Exercise text:
Primary Care: A Gateway
to Mental Health Care

Integrating mental and physical health care is perhaps the most effective solution to increase access to mental health treatment for most people, improve diagnostic rates and treatment success, and lower the cost of patients with physical and mental health disorders. Primary care is the most common entry point for those seeking health care. It is becoming a focal point of health care reform efforts as the “quarterback” of care, with growing responsibilities for managing the health of individuals and their families over time.

Return on every dollar spent for collaborative primary care.1

$23.95

Savings per member from integrating psychologist into primary care practice.2

$23.95

Today, primary care providers do end up providing the majority of mental health care — more patients seek mental health care in primary care than in any other health system setting, and primary care providers prescribe more mental health medications than any other provider type.

Financing

The way we pay for mental health care, addiction services, and primary care reinforces their siloed nature. We need financial models that better support mental health and addiction treatment onsite in primary care. This requires a move away from volume-based payment methods, focused on fees for services, to value-based payment methods that are more flexible, outcomes-based, and support integrated teams.

Entries supplied:

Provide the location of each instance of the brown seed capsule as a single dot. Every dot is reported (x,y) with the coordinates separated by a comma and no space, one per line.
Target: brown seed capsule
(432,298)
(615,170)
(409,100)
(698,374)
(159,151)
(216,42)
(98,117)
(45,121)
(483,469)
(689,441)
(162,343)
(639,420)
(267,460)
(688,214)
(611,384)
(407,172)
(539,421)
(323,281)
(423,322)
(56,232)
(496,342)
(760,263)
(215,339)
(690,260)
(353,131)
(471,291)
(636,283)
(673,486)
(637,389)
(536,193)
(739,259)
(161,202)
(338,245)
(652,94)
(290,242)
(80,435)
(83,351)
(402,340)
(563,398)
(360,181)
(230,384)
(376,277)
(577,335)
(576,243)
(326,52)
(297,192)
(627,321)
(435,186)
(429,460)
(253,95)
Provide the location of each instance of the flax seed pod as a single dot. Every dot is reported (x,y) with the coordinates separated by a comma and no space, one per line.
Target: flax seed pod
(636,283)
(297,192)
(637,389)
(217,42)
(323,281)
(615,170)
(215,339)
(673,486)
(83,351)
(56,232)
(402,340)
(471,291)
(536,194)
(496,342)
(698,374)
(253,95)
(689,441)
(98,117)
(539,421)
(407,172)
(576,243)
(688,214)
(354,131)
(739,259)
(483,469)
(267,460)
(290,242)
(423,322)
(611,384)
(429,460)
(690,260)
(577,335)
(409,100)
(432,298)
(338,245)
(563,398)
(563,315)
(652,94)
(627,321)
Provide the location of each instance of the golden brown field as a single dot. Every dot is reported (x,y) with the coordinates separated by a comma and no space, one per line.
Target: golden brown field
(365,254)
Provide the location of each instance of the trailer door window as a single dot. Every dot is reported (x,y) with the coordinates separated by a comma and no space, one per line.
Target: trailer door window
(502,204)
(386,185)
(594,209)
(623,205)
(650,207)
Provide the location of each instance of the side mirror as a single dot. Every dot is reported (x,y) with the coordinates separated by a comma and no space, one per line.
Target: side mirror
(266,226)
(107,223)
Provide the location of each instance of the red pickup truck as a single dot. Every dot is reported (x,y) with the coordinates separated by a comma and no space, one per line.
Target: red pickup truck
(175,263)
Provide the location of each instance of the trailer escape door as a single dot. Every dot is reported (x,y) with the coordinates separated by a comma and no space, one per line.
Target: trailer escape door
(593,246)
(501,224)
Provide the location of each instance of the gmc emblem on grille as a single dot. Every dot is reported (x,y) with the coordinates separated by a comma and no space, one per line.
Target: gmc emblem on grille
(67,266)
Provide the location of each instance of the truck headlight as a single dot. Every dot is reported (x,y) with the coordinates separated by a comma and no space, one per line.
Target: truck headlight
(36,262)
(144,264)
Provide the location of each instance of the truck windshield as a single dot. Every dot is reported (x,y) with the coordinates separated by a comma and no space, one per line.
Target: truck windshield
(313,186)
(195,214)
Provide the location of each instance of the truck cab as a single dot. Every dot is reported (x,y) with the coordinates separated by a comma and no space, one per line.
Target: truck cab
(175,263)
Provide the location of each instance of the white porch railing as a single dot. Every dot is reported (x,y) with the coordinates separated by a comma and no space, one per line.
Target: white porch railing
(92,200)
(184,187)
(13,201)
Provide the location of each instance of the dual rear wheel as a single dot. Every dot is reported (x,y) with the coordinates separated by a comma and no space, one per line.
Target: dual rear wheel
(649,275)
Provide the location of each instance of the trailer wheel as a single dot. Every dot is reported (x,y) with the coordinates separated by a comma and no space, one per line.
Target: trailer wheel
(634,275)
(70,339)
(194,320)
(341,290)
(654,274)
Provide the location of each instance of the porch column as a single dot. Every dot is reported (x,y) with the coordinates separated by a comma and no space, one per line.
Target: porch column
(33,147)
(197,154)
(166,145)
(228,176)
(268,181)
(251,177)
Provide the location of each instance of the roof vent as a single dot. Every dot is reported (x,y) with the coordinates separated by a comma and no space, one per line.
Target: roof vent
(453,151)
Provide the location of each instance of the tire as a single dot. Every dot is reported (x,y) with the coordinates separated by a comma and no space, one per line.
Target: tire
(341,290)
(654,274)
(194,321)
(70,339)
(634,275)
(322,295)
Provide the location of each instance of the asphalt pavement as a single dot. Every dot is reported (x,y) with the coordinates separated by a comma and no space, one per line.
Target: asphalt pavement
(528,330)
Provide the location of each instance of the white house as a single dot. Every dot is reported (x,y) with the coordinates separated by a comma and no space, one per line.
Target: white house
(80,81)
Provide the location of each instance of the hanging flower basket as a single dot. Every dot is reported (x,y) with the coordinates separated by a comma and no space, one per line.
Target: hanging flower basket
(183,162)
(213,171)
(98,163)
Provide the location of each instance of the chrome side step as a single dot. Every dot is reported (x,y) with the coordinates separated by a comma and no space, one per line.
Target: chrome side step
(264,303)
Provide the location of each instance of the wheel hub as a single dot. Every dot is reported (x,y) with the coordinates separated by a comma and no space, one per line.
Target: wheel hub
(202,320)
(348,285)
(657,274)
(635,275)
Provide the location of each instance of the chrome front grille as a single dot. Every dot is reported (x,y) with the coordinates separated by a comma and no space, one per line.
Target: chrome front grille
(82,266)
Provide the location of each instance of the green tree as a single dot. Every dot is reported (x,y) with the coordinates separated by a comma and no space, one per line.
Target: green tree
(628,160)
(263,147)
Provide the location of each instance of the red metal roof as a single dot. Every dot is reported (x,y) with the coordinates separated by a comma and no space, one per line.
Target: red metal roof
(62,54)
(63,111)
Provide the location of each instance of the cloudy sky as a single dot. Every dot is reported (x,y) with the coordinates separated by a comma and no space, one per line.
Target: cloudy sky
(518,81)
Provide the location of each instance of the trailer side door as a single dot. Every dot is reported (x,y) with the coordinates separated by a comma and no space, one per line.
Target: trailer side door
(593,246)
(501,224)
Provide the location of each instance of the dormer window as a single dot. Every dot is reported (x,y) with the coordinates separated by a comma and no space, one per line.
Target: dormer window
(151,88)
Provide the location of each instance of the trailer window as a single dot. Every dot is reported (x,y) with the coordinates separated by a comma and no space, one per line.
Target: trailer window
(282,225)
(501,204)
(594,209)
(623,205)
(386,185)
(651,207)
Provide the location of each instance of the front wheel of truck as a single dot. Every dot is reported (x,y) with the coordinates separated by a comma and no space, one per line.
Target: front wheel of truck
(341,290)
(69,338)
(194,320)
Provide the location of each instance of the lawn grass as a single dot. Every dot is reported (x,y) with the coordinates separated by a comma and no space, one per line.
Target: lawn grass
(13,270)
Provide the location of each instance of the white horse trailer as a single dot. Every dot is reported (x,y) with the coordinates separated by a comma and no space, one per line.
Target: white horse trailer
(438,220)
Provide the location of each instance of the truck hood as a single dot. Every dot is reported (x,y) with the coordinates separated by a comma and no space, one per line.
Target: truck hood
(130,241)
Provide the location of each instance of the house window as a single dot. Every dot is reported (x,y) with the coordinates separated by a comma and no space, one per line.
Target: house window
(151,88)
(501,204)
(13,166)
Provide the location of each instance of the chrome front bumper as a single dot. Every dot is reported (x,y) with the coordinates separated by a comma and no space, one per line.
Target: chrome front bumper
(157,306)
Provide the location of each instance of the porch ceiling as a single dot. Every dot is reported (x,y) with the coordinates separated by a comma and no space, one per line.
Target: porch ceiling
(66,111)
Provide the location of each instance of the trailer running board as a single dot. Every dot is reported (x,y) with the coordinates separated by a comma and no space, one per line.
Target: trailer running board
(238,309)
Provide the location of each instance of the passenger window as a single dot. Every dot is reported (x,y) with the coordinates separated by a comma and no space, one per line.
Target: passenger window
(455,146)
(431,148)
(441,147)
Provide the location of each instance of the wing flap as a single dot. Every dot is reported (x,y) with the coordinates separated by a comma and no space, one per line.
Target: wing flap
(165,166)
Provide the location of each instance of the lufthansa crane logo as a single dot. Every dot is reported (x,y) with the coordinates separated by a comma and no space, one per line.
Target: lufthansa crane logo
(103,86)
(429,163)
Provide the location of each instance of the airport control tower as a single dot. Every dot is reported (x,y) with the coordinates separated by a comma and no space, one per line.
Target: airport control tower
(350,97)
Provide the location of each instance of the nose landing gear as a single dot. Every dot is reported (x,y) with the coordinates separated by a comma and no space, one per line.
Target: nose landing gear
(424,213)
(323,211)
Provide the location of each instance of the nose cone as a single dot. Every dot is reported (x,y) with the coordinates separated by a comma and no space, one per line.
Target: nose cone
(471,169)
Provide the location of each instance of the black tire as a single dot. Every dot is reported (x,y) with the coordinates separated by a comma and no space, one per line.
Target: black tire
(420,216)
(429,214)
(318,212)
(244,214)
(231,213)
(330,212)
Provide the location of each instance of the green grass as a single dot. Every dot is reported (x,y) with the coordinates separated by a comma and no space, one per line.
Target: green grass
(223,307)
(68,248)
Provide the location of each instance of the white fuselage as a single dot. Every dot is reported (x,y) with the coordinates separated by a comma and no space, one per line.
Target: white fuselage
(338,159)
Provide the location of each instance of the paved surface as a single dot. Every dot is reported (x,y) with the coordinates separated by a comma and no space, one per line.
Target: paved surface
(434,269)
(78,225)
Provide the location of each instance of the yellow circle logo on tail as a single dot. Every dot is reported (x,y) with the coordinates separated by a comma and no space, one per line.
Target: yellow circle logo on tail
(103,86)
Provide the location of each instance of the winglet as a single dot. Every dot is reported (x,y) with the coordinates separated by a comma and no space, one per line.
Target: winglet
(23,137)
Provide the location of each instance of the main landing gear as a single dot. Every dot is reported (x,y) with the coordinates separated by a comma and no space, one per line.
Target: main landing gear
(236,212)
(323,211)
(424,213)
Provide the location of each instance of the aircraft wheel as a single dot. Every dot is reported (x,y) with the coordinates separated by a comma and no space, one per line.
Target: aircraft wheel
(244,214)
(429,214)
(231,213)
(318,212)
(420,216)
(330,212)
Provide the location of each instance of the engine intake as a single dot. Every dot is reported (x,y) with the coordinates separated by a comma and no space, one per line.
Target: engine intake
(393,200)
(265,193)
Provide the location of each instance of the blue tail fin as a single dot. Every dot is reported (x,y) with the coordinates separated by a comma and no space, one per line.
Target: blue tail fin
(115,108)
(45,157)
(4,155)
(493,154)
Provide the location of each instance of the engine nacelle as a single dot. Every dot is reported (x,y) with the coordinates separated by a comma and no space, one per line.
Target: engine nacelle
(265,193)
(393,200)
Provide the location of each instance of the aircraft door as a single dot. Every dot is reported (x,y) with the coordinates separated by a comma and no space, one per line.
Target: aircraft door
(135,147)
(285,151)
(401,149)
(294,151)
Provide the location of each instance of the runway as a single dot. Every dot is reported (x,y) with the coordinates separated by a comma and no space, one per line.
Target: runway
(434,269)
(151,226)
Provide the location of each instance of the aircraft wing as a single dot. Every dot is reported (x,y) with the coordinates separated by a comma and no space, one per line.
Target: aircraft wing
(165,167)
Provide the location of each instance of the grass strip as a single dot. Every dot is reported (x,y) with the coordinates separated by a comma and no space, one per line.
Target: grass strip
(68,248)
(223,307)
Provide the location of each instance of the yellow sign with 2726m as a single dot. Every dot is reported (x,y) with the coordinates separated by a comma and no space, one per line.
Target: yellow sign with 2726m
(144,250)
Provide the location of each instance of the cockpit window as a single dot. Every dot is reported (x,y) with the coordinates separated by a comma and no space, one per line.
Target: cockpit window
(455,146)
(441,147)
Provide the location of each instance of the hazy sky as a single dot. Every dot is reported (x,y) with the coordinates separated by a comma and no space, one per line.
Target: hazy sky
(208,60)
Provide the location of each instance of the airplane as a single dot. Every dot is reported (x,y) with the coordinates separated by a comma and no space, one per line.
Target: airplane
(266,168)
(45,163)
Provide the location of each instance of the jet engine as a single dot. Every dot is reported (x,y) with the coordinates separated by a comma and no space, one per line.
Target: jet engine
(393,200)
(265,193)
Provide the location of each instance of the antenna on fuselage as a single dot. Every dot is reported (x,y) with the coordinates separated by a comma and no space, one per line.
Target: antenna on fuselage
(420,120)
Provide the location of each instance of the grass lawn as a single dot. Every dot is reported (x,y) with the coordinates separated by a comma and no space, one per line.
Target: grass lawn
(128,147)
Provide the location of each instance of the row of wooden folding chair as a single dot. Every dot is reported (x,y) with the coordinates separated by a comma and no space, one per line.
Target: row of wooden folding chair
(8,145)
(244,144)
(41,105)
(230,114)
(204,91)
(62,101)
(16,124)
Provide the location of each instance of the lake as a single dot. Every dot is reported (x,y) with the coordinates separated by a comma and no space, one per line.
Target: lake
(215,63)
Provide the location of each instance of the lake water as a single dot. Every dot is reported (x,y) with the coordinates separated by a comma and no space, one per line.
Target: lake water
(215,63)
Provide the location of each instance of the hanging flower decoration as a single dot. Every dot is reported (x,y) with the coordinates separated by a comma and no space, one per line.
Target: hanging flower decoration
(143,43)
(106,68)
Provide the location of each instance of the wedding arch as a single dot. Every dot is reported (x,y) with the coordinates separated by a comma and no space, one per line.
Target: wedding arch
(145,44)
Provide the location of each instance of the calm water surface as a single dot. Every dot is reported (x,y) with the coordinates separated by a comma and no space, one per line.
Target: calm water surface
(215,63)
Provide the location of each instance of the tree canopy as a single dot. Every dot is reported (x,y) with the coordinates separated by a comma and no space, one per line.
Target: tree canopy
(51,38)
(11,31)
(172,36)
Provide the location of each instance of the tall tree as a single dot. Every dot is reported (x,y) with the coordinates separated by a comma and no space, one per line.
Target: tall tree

Work instruction 1: What kind of payment methods does the primary care text call for moving toward?
Work instruction 2: Reproduce the part of the primary care text starting with "Savings per member" and going on through "support integrated teams.".
The entries above are separate material, unrelated to the primary care text.

Task solution 1: Value-based payment methods that are more flexible, outcomes-based, and support integrated teams.

Task solution 2:
Savings per member from integrating psychologist into primary care practice.2

$23.95

Today, primary care providers do end up providing the majority of mental health care — more patients seek mental health care in primary care than in any other health system setting, and primary care providers prescribe more mental health medications than any other provider type.

Financing

The way we pay for mental health care, addiction services, and primary care reinforces their siloed nature. We need financial models that better support mental health and addiction treatment onsite in primary care. This requires a move away from volume-based payment methods, focused on fees for services, to value-based payment methods that are more flexible, outcomes-based, and support integrated teams.